***** Source document *****
Even the pretense of not bothering civilians was barely heeded. Guys like Saigo, Coach, The Buddha — they were as out of date as Windows 95. Maybe some organizations tried to keep the code, but there were signs as far back as 2003 that the yakuza world was going to shit. That year, the Kudo-kai in southern Japan threw a grenade into a hostess club that wouldn’t pay them protection money. They killed people with almost no compunction, and beat them up with less.
I was curious. Had things really changed that much, I asked my contact. When he looked back on it all now, had it been worth it? Did he feel like he’d lived a good life?
He took some time to mull that over. He said that there was a time when the yakuza were the only place that the burakumin, the Koreans, the Chinese, the dyslexic, and the outcasts of Japanese society could find a home. The yakuza would take anyone. They were the employment agency of last resort. And maybe that had been good. They gave the outcasts discipline, brotherhood, and rules to follow. Street crime was low in Japan when the yakuza were strong. That was good.
During natural disasters, the yakuza banded together and brought food, water, clothes, and supplies to stricken areas faster than the government ever did. They had no red tape; they just did it. There were ulterior motives for some of them, but not all of them. That was a public service.
***** Provided material *****
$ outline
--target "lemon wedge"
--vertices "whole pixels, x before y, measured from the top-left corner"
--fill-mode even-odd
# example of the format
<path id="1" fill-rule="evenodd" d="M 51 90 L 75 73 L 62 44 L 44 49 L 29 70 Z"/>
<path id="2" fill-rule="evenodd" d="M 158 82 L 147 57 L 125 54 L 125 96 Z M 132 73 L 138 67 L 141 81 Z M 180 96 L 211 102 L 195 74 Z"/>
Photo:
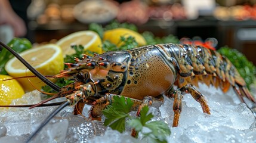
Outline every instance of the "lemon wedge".
<path id="1" fill-rule="evenodd" d="M 58 40 L 56 44 L 61 48 L 64 57 L 75 53 L 71 46 L 78 45 L 84 46 L 85 51 L 102 54 L 101 40 L 98 35 L 93 31 L 79 31 L 71 33 Z"/>
<path id="2" fill-rule="evenodd" d="M 9 105 L 14 99 L 20 98 L 24 94 L 23 89 L 13 77 L 0 74 L 0 105 Z"/>
<path id="3" fill-rule="evenodd" d="M 26 50 L 20 54 L 32 67 L 43 75 L 53 76 L 64 68 L 61 49 L 55 44 L 48 43 Z M 5 66 L 9 75 L 14 77 L 34 75 L 17 58 L 14 57 Z M 45 84 L 38 78 L 29 79 L 33 86 L 41 89 Z M 18 79 L 26 91 L 35 89 L 27 78 Z"/>
<path id="4" fill-rule="evenodd" d="M 104 33 L 103 41 L 109 40 L 119 46 L 122 44 L 122 42 L 120 42 L 121 36 L 127 38 L 129 36 L 135 38 L 139 46 L 146 45 L 145 39 L 140 33 L 125 28 L 117 28 L 106 30 Z"/>

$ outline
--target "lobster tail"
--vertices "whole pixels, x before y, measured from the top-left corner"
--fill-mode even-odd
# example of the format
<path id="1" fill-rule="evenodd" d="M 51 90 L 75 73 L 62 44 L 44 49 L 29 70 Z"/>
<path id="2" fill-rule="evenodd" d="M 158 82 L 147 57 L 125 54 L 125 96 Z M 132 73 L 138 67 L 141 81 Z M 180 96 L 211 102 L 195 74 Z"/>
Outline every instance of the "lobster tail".
<path id="1" fill-rule="evenodd" d="M 232 86 L 240 100 L 243 97 L 255 102 L 246 84 L 233 64 L 220 53 L 200 46 L 164 45 L 168 47 L 172 63 L 178 69 L 175 85 L 180 88 L 187 84 L 198 86 L 201 82 L 212 85 L 226 92 Z"/>

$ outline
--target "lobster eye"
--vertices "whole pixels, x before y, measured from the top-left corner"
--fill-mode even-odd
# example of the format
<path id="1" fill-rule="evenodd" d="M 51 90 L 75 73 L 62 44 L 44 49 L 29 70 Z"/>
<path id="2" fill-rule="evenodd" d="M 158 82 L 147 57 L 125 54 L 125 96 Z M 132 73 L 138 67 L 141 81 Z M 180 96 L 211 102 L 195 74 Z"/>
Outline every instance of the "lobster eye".
<path id="1" fill-rule="evenodd" d="M 79 73 L 76 74 L 76 79 L 78 80 L 83 80 L 84 79 L 85 76 L 83 73 Z"/>

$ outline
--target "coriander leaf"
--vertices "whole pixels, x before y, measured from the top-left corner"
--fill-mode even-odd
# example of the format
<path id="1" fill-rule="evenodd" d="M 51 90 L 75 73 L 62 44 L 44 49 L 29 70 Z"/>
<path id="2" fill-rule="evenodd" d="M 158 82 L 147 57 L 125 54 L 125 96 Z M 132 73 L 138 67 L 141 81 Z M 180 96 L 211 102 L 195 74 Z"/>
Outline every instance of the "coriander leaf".
<path id="1" fill-rule="evenodd" d="M 132 119 L 128 122 L 128 125 L 131 128 L 134 128 L 136 131 L 140 131 L 142 130 L 143 126 L 139 119 Z"/>
<path id="2" fill-rule="evenodd" d="M 120 27 L 128 29 L 135 32 L 138 31 L 138 29 L 135 25 L 133 24 L 127 23 L 120 23 L 118 22 L 116 20 L 114 20 L 112 22 L 111 22 L 109 24 L 106 26 L 104 30 L 107 30 L 110 29 L 120 28 Z"/>
<path id="3" fill-rule="evenodd" d="M 112 129 L 117 130 L 119 132 L 125 130 L 125 118 L 128 116 L 127 114 L 116 110 L 112 105 L 108 105 L 103 113 L 106 116 L 104 125 L 109 126 Z"/>
<path id="4" fill-rule="evenodd" d="M 91 23 L 89 25 L 88 30 L 98 33 L 101 39 L 103 38 L 104 30 L 101 25 L 95 23 Z"/>
<path id="5" fill-rule="evenodd" d="M 256 67 L 247 60 L 245 55 L 236 49 L 224 46 L 218 49 L 218 52 L 232 63 L 246 83 L 247 88 L 250 89 L 250 85 L 253 83 L 255 80 Z"/>
<path id="6" fill-rule="evenodd" d="M 113 96 L 112 105 L 109 105 L 103 111 L 106 117 L 104 125 L 109 126 L 112 129 L 122 132 L 125 129 L 125 119 L 129 117 L 129 113 L 133 102 L 131 99 L 127 101 L 124 97 Z"/>

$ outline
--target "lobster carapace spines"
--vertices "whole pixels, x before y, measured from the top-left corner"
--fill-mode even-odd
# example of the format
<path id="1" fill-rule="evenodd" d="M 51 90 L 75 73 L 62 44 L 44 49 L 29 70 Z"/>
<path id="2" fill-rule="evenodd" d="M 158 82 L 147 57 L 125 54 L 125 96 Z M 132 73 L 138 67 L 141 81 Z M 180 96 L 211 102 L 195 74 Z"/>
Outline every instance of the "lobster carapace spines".
<path id="1" fill-rule="evenodd" d="M 150 105 L 145 101 L 153 99 L 152 105 L 155 101 L 160 105 L 162 102 L 159 95 L 165 94 L 174 98 L 173 126 L 177 126 L 183 94 L 186 92 L 201 104 L 203 112 L 210 113 L 204 97 L 193 87 L 199 82 L 220 87 L 224 92 L 231 85 L 242 102 L 243 97 L 255 102 L 229 60 L 215 51 L 201 46 L 158 44 L 107 52 L 94 57 L 84 55 L 83 59 L 75 61 L 74 64 L 66 64 L 68 68 L 54 76 L 74 79 L 74 83 L 57 89 L 58 95 L 66 97 L 68 104 L 76 105 L 75 114 L 82 113 L 85 104 L 92 105 L 90 116 L 92 110 L 101 111 L 108 104 L 100 104 L 107 94 L 132 98 L 139 113 L 145 104 Z M 178 89 L 174 90 L 174 85 Z"/>

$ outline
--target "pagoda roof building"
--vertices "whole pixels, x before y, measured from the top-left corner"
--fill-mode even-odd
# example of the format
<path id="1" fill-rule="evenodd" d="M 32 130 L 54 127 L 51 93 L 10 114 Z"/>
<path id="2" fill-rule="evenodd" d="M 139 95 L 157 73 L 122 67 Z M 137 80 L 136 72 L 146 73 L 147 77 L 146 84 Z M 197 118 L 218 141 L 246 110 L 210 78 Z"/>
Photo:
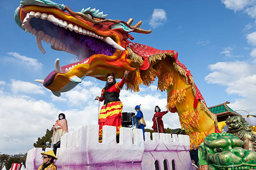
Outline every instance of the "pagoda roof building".
<path id="1" fill-rule="evenodd" d="M 228 116 L 241 116 L 242 115 L 236 112 L 231 108 L 228 106 L 227 104 L 230 103 L 229 102 L 208 108 L 211 112 L 216 114 L 218 122 L 225 121 Z"/>

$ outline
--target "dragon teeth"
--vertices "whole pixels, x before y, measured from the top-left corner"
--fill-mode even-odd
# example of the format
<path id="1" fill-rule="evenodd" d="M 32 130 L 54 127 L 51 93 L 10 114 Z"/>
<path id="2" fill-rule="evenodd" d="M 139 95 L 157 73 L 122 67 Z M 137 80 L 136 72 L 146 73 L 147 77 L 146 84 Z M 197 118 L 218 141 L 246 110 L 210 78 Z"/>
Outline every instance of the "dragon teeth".
<path id="1" fill-rule="evenodd" d="M 38 18 L 40 18 L 43 20 L 47 20 L 53 23 L 56 25 L 59 25 L 60 27 L 63 27 L 66 29 L 68 28 L 71 31 L 74 31 L 80 34 L 82 34 L 83 35 L 101 39 L 108 44 L 113 45 L 114 48 L 120 51 L 123 51 L 125 50 L 124 48 L 118 44 L 110 37 L 104 38 L 102 36 L 95 34 L 91 31 L 86 30 L 81 27 L 79 27 L 77 25 L 74 25 L 71 23 L 68 24 L 67 21 L 57 18 L 51 14 L 48 15 L 46 13 L 41 13 L 39 11 L 34 12 L 31 11 L 27 13 L 26 17 L 23 20 L 22 27 L 25 29 L 26 32 L 30 31 L 32 35 L 36 35 L 36 43 L 40 50 L 44 54 L 45 53 L 45 51 L 42 46 L 42 40 L 44 42 L 46 42 L 47 43 L 50 43 L 51 45 L 54 46 L 57 48 L 57 50 L 65 51 L 67 52 L 77 55 L 77 54 L 74 53 L 72 50 L 71 50 L 69 47 L 67 47 L 65 44 L 62 43 L 59 40 L 56 39 L 54 37 L 51 37 L 49 35 L 45 34 L 44 31 L 42 31 L 44 34 L 40 32 L 41 33 L 38 34 L 38 35 L 36 35 L 38 34 L 36 30 L 34 28 L 33 28 L 30 23 L 31 19 L 34 17 Z M 43 36 L 42 35 L 44 35 Z M 88 60 L 85 61 L 84 63 L 88 63 Z M 69 70 L 69 68 L 68 70 Z"/>
<path id="2" fill-rule="evenodd" d="M 32 30 L 33 29 L 33 28 Z M 32 30 L 31 30 L 31 34 Z M 42 52 L 43 54 L 45 54 L 45 51 L 44 49 L 43 46 L 42 46 L 42 39 L 43 38 L 44 36 L 44 32 L 43 31 L 40 30 L 37 33 L 36 35 L 36 44 L 37 44 L 37 46 L 40 50 Z"/>

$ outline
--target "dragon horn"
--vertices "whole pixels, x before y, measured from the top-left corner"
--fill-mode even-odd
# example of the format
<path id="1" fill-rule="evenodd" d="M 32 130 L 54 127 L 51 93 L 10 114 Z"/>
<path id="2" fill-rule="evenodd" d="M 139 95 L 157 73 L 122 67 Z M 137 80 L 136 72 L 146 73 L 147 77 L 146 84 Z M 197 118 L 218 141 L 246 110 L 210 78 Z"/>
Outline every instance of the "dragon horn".
<path id="1" fill-rule="evenodd" d="M 128 21 L 127 21 L 127 22 L 128 22 L 128 23 L 131 22 L 131 22 L 132 22 L 132 20 L 133 20 L 132 18 L 129 19 L 129 20 L 128 20 Z M 133 32 L 135 32 L 142 33 L 143 34 L 149 34 L 150 33 L 151 33 L 151 32 L 152 32 L 152 31 L 151 30 L 145 30 L 140 28 L 140 26 L 141 26 L 142 23 L 142 21 L 139 21 L 138 22 L 137 24 L 133 25 L 130 26 L 130 27 L 131 28 L 133 28 L 133 30 L 134 30 Z"/>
*****
## What you need to do
1. Repeat the passage about the yakuza word for word, beginning at the words "Even the pretense" and stopping after "up with less.".
2. Go on with the account of the yakuza from where it stops.

## Outputs for the tasks
1.
Even the pretense of not bothering civilians was barely heeded. Guys like Saigo, Coach, The Buddha — they were as out of date as Windows 95. Maybe some organizations tried to keep the code, but there were signs as far back as 2003 that the yakuza world was going to shit. That year, the Kudo-kai in southern Japan threw a grenade into a hostess club that wouldn’t pay them protection money. They killed people with almost no compunction, and beat them up with less.

2.
He confessed something as he was speaking.
“I’m half-Chinese. My mother was from Taiwan. I’m not full-blooded Japanese. It doesn’t bother me, but when I was growing up, it bothered other people. I’d have never risen this high in a Japanese company. I’d have smashed my head on the invisible ceiling.”
But, for the most part, the yakuza and his group had been like every other company in Japan, all about making money, and making even more money, and controlling more of the market. It was all about business. All the gang wars in the old days, the assassinations, the fights — they were all really about mergers and acquisitions. Most of it was just about expanding the nawabari as far as it could go. Giri was something he and other yakuza had once esteemed, but for many it had lost the moral meaning of the word, the sense of reciprocity. Now it was just code for yakuza gatherings: memorials, release from prison celebrations, funerals, succession ceremonies — everything except weddings. The daimon — no more than a corporate symbol. The credo of the group, the lofty ideals — more or less PR. He joked about corporate governance and corporate responsibility. In that sense, in the sense that they weren’t dumping toxic waste into the water supply, they had that. There were rules of conduct that had once been kept but that now no one even paid lip service to.
I didn’t know if that was really the case. I asked, hadn’t the gap between the yakuza as they saw themselves and how they were always been huge?
“You know, I’ve been in this business a very long time. And I’ll tell you something. Even when I was starting, they’d be talking about ‘the last true yakuza’. They’d tell us the previous generation was more honest, tougher, more patient, worked harder, kept the code. I don’t know if that was ever true. It’s like anything in this world. Ninety-nine percent of it is crap. There have always been, and may always be, 1 percent in the yakuza who have some sense of decency, some honor, who keep to the code. Inoue — he was one of those. Maybe he was the last yakuza.”
“Well, you’re still in the business.”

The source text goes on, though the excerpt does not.